## Working data
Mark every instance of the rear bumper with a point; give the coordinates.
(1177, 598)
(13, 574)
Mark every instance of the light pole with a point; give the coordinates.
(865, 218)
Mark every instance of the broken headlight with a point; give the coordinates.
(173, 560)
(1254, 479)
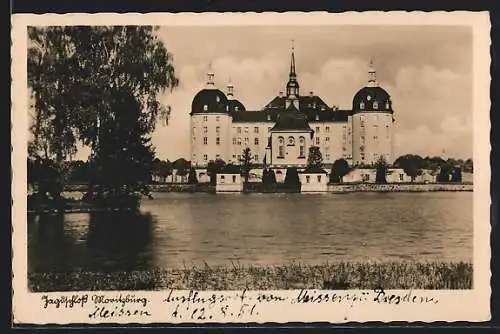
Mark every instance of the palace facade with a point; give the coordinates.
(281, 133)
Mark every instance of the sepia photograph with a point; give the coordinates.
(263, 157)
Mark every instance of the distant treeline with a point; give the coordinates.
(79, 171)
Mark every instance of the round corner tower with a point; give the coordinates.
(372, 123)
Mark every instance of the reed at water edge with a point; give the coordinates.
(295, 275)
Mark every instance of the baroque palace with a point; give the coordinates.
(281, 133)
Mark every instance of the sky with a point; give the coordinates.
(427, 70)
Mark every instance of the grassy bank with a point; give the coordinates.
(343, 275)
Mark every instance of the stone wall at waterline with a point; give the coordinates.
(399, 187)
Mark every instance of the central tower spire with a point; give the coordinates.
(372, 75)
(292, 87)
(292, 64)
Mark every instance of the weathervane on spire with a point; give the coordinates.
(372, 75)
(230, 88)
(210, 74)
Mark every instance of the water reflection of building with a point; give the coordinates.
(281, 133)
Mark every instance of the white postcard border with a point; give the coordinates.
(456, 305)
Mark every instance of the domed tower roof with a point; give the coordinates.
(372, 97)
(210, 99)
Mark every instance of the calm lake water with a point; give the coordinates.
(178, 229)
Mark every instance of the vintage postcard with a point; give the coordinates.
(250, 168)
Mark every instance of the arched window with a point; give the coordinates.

## What is expected
Reproduce the records from the line containing "Mark every instance of the light" through the end of the records, both ends included, and leave the pictures out.

## Exercise result
Mark every instance of the light pole with a point; give the coordinates.
(865, 218)
Mark every instance of the broken headlight with a point; give the coordinates.
(173, 560)
(1254, 479)
Mark every instance of the palace facade with a point; give the coordinates.
(281, 133)
Mark every instance of the sepia photograph with a point; give the coordinates.
(263, 157)
Mark every instance of the distant treeline with a point; give the coordinates.
(79, 171)
Mark every instance of the round corner tower with a point; give the coordinates.
(372, 123)
Mark every instance of the reed at water edge with a point; give the coordinates.
(295, 275)
Mark every instance of the baroque palace with a point; give the coordinates.
(281, 133)
Mark every instance of the sky with a point; give the coordinates.
(427, 70)
Mark every instance of the grassy bank with a point; give the coordinates.
(343, 275)
Mark every instance of the stone wall at waterline with a point; give the coordinates.
(399, 187)
Mark every instance of the central tower spire with a point; give the coordinates.
(372, 75)
(292, 87)
(292, 64)
Mark every instance of the weathervane on spire with a point; give the coordinates.
(372, 75)
(230, 88)
(210, 74)
Mark every instance of the water reflection of building with a point; give the coordinates.
(281, 133)
Mark every instance of the white postcard border with a point; give the coordinates.
(456, 305)
Mark every instance of the domed tower roof with a point; give the coordinates.
(372, 97)
(210, 99)
Mark every instance of the calm lake water with a point; give the coordinates.
(178, 229)
Mark every instance of the vintage postcard with a point; give the coordinates.
(250, 168)
Mark every instance of the arched window with a point; give the coordinates.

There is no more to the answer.